→ Exercise requirements
Please count the lines in the listing below that contain the word "water", and reply with that number only.

— START Dataset records —

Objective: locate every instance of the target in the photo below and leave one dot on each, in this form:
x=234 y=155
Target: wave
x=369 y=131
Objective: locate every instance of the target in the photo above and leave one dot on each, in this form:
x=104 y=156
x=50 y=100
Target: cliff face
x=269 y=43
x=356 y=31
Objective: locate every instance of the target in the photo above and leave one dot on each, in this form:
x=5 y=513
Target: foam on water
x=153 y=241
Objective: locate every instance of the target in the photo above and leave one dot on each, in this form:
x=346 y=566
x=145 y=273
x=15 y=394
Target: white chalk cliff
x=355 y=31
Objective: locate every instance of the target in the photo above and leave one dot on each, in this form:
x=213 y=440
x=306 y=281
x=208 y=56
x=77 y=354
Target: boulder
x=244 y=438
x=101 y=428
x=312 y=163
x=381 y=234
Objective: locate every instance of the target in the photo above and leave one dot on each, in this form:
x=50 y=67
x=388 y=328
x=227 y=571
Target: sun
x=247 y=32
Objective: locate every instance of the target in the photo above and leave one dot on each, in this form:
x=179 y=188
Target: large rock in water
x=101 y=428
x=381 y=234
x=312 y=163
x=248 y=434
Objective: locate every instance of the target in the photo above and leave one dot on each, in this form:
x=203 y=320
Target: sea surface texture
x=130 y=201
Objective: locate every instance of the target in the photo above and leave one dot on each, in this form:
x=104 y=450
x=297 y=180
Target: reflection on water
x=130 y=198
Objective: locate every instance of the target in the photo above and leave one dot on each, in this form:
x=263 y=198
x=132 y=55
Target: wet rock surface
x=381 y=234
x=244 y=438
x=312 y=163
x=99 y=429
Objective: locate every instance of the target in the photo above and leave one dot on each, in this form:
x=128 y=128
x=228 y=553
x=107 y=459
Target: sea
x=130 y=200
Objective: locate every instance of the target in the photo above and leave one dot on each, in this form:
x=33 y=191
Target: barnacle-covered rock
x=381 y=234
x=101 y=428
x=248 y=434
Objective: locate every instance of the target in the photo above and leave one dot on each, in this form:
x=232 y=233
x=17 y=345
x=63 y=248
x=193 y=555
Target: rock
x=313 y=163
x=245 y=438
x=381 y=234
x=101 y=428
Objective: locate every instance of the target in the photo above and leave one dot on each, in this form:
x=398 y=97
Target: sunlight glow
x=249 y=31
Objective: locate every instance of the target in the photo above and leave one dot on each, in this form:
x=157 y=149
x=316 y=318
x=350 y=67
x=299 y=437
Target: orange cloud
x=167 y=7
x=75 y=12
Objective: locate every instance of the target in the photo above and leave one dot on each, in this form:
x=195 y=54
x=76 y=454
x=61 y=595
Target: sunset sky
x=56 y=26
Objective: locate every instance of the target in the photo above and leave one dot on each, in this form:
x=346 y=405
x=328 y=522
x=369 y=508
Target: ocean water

— END Dataset records —
— START Dataset records —

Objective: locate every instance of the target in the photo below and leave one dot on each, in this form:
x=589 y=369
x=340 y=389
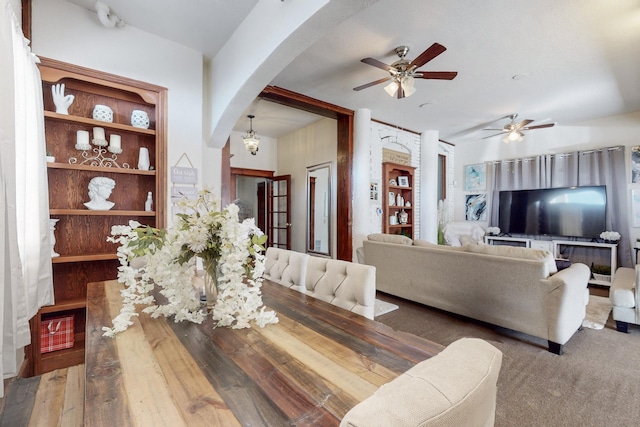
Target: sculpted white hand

— END Dataset records —

→ Full output
4